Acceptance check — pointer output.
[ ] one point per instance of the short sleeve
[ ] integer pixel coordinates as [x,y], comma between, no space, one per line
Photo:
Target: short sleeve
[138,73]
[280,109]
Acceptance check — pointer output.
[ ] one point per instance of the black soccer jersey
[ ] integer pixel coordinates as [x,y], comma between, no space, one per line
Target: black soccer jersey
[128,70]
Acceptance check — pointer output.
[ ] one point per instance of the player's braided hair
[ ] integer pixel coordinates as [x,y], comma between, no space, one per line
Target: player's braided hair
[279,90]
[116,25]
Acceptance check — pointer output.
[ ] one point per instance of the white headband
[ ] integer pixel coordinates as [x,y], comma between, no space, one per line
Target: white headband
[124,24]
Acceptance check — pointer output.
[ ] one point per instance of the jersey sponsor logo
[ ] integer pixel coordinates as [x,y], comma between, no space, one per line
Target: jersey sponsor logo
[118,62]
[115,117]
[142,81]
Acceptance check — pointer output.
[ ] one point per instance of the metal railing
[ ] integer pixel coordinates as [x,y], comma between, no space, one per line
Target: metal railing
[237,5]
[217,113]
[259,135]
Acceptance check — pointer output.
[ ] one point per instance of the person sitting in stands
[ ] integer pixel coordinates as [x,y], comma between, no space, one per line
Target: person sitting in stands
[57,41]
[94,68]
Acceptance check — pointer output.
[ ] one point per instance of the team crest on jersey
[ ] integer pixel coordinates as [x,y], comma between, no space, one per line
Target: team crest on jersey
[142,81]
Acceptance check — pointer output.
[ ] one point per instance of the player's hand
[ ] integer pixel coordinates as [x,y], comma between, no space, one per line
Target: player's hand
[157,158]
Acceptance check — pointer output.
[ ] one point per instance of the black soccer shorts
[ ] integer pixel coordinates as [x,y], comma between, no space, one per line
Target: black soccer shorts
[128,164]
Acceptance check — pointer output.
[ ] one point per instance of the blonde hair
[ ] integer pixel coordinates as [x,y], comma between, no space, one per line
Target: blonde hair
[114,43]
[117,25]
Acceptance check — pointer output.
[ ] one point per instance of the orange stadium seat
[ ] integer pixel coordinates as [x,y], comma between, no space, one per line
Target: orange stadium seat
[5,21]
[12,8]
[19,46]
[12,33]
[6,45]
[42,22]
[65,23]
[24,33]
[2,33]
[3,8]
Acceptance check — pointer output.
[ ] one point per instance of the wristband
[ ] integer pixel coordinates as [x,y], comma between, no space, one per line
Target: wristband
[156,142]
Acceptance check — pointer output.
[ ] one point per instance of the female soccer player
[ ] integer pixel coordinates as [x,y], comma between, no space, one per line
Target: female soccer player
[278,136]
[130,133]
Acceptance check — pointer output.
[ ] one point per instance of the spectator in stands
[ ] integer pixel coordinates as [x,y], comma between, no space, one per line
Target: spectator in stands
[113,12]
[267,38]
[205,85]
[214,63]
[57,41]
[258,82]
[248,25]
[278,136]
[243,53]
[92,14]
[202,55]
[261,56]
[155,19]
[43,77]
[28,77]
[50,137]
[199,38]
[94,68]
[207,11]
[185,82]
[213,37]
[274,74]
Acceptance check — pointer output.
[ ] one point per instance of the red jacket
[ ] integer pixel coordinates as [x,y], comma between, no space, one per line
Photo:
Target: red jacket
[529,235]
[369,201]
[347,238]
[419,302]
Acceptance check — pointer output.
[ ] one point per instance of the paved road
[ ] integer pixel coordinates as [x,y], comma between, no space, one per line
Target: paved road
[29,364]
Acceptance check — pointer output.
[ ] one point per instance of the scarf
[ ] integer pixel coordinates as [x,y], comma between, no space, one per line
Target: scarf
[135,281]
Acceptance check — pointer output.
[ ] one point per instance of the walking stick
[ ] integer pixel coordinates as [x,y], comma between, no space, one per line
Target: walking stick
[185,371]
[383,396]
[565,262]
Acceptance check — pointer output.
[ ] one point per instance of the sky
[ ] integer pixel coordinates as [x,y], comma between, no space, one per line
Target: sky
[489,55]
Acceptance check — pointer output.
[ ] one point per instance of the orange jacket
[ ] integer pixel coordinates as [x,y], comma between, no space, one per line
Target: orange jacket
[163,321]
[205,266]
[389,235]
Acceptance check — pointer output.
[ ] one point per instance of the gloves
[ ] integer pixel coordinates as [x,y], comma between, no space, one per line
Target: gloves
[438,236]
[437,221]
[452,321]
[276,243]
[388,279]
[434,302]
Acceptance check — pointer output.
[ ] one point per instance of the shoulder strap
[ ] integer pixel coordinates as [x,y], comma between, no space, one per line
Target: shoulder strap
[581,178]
==*==
WRITTEN PROBLEM:
Exact copies of all the records are required.

OUTPUT FOR THIS TASK:
Acceptance check — pointer output.
[ ] one point per instance of the short sleeve
[ ] integer pixel coordinates as [x,y], comma between, no space, one per line
Photo:
Target: short sleeve
[138,73]
[280,109]
Acceptance check — pointer output.
[ ] one point per instance of the black soccer jersey
[ ] integer pixel coordinates as [x,y], comma between, no space, one per line
Target: black soccer jersey
[128,70]
Acceptance check — pointer output.
[ ] one point per instance of the player's braided hair
[ ] integer pixel coordinates as [x,y], comma between, no space, one per line
Target: player's braided hair
[279,90]
[116,25]
Acceptance check — pointer output.
[ ] one point per instance of the white headband
[ ] integer pixel coordinates as [x,y], comma between, no space, one per line
Target: white headband
[124,24]
Acceptance check — pointer output.
[ ] one point per instance of the jersey sponsor logo
[ ] integer pixel coordinates as [x,y], comma between, no space, one per line
Target: jersey sponsor logo
[118,62]
[115,117]
[142,81]
Acceptance check — pointer output.
[ ] one point per instance of the metal railing
[ ] integer pixel coordinates as [x,y], comma between, no space, one per line
Target: metal railing
[237,5]
[217,113]
[259,135]
Acceptance check — pointer output.
[ ] one point per instance of the person sitting in stands
[ ] integer pixel coordinates as [x,y], comma between, no space, one per line
Target: person sitting in stands
[57,41]
[94,68]
Acceptance check — pointer output.
[ ] one point per instance of the team crest on jersey
[ ] integer pixel coordinates as [x,y], comma between, no space, one per line
Target: team crest on jersey
[142,81]
Acceptance check — pointer output.
[ ] one point per instance of the player's hand
[ ] integer pixel coordinates as [x,y], comma between, no space, one per line
Target: player's hand
[157,158]
Acceptance check — pointer output.
[ ] one point per instance of the black soccer shorts
[ ] integer pixel coordinates as [x,y], comma between, no space, one per line
Target: black soccer shorts
[128,164]
Acceptance check — pointer output.
[ ] one point per instance of the blonde hair
[ ] integer pixel coordinates as [x,y], comma between, no space, one per line
Target: blonde hair
[114,43]
[117,25]
Acceptance check — pointer output.
[ ] one point per instance of the orange stadium seat
[ ] integer pixel coordinates as [x,y], comma between, no space, one per line
Target: orange stadium seat
[5,21]
[12,8]
[19,46]
[12,33]
[6,45]
[42,22]
[65,23]
[24,33]
[2,33]
[3,8]
Acceptance check — pointer output.
[ ] one point per instance of the wristband
[ ] integer pixel coordinates as [x,y], comma between, no space, one per line
Target: wristband
[156,142]
Acceptance check — pointer output.
[ ] one point per instance of the female soccer player
[ ] integer pixel coordinates as [x,y], comma between, no space, one per line
Target: female soccer player
[278,136]
[130,133]
Acceptance check — pointer output.
[ ] one point per instance of the spectator in stands
[ ] integer pixel coordinates as [x,y], comma between, no space, one per line
Target: spectator in stands
[113,12]
[267,38]
[205,85]
[214,63]
[57,41]
[258,82]
[248,25]
[278,136]
[243,53]
[92,14]
[202,55]
[261,56]
[155,19]
[43,77]
[28,77]
[50,137]
[199,38]
[94,68]
[207,11]
[185,82]
[213,37]
[274,74]
Acceptance check — pointer output.
[ ] one point per instance of the red jacket
[ ] integer pixel coordinates as [x,y], comma between, no space, one per line
Photo:
Target: red jacket
[529,235]
[369,201]
[347,238]
[419,302]
Acceptance check — pointer output.
[ ] one point per instance of the paved road
[ ] integer pixel coordinates as [x,y], comma between, no space, one per line
Target: paved road
[29,364]
Acceptance check — pointer output.
[ ] one point per instance of the scarf
[ ] integer pixel coordinates as [x,y], comma between, no space, one per line
Target: scarf
[135,281]
Acceptance check — pointer output.
[ ] one point per instance of the walking stick
[ ] integer pixel coordinates as [x,y], comma between, no space, one per line
Target: walking stick
[185,371]
[383,396]
[565,262]
Acceptance check — pointer output.
[ ] one point per instance of the sky
[ ] integer pixel coordinates as [x,y], comma between, no space, one per line
Target: sky
[489,55]
Acceptance check — pointer output.
[ ] one point per instance of the orange jacket
[ ] integer pixel coordinates as [x,y], comma between, no space, one per line
Target: orange jacket
[163,321]
[205,266]
[389,235]
Acceptance check — pointer output.
[ ] one point per instance of the gloves
[ ] integer pixel coordinates as [x,y], comma between, no space, one per line
Target: gloves
[438,236]
[437,221]
[452,321]
[276,243]
[388,279]
[434,302]
Acceptance check — pointer output.
[ ] one point per instance of the shoulder strap
[ ] integer pixel coordinates as [x,y], comma between, no space, one per line
Target: shoulder strap
[581,178]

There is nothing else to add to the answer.